On September 23, with the new school year in full swing, Boston hit a baking 92 degrees. Peak summer heat is now regularly experienced when school is in session, creating sweltering classrooms for students and staff. MassCOSH has a long history of fighting for practices that create healthier indoor air quality in schools, finding that hot, humid classrooms exacerbate asthma symptoms in staff and lower academic performance in students.

Our Teen’s Lead at Work (TL@W) peer leaders are taking on hot classrooms, working in tandem with our Healthy Schools Initiative to improve indoor conditions. Their student status allows them full access to classrooms to which adult MassCOSH staff could only visit in early mornings or evenings, before and after buildings hit peak heat.

Our teen leaders are also building important relationships with students, educators, the Boston Education Justice Alliance, and the Boston Teachers Union to help document unhealthy air quality. Armed with digital thermometers, this partnership is documenting just how hot it gets in classrooms, using hard data to back their observations. TL@W is also hosting a Tufts University Tisch Scholar to help them establish a comprehensive database of heat stress in Boston schools.

Over the course of the school year, we aim to make the case that heat should be treated as seriously as snow, advocating for a requirement that when classroom heat index temperature rises above 85 degrees, schools explore options for “no test days” or even early dismissal. MassCOSH will also push to include air conditioning as part of the City’s plan to modernize school buildings.

++++++++

**Try it:** In the passage on hot Boston classrooms, above what classroom heat index temperature would schools be required to explore options for "no test days" or early dismissal? The rows that follow are not needed for any of this work.

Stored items

++++++++

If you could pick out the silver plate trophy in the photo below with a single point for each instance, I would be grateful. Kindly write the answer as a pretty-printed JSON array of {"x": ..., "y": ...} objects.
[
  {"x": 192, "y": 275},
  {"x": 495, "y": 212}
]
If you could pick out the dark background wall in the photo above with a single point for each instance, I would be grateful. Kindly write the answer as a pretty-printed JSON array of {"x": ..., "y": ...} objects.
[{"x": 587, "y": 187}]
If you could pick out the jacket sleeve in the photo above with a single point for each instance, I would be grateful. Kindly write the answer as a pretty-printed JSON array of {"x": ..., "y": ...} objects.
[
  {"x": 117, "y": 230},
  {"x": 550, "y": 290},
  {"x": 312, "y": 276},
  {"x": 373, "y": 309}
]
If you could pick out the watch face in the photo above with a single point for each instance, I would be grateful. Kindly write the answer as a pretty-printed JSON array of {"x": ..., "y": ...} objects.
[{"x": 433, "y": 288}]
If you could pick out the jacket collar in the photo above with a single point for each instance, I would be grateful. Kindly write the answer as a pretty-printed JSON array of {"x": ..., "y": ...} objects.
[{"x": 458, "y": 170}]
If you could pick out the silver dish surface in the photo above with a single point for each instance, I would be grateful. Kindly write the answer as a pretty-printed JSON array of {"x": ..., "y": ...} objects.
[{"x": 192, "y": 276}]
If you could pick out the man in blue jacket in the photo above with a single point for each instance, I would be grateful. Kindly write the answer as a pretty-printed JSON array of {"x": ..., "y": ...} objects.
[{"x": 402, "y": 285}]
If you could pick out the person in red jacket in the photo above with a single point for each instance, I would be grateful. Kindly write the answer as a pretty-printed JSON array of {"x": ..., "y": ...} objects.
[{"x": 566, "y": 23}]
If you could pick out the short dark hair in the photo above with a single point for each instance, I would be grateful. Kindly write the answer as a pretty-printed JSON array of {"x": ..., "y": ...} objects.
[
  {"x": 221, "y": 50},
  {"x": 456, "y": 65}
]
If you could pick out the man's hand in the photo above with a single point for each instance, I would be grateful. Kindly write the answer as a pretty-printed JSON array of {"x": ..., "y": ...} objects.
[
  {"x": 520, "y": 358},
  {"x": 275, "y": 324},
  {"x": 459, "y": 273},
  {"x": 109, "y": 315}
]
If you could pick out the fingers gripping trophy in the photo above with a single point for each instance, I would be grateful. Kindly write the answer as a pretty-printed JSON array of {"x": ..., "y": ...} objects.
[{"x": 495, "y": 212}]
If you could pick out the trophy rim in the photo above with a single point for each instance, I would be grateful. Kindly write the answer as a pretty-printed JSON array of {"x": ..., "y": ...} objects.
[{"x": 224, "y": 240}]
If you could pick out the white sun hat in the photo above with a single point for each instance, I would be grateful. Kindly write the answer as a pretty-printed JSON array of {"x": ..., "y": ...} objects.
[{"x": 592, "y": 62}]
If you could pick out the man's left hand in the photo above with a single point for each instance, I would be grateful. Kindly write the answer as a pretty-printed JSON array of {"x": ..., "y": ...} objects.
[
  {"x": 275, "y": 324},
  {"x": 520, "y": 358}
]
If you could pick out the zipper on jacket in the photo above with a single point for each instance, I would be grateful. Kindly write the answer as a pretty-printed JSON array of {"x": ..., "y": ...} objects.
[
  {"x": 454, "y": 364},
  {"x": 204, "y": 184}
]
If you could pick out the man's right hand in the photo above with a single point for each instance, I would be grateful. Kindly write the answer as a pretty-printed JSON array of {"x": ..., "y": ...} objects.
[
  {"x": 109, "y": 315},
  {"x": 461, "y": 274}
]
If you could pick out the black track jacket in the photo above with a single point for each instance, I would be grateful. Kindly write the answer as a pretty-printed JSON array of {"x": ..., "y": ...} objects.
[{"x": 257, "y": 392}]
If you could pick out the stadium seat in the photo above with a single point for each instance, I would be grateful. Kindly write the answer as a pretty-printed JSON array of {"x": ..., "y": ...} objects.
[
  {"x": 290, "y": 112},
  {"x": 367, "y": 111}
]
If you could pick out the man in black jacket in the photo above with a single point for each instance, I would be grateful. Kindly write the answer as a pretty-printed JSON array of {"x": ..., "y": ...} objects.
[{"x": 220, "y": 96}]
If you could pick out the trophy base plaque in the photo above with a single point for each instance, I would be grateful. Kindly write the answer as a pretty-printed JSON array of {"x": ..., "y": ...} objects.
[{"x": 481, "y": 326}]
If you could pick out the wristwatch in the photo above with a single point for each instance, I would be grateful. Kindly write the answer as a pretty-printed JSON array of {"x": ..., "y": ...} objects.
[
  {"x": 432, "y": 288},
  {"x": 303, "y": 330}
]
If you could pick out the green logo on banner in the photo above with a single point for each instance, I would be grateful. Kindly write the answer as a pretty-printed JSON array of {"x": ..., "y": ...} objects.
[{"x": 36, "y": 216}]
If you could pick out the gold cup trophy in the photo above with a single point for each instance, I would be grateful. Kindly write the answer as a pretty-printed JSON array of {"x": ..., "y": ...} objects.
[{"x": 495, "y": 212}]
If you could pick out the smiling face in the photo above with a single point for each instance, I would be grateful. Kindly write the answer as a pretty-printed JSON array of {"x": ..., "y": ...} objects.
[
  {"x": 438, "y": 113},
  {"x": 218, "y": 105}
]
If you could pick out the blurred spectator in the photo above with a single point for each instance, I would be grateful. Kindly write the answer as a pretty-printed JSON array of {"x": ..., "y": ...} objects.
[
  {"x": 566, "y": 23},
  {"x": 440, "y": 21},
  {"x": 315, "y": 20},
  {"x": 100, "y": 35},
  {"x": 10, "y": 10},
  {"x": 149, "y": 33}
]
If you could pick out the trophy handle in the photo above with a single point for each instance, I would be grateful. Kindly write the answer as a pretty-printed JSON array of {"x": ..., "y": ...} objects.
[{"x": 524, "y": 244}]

++++++++

**Response box:** 85 degrees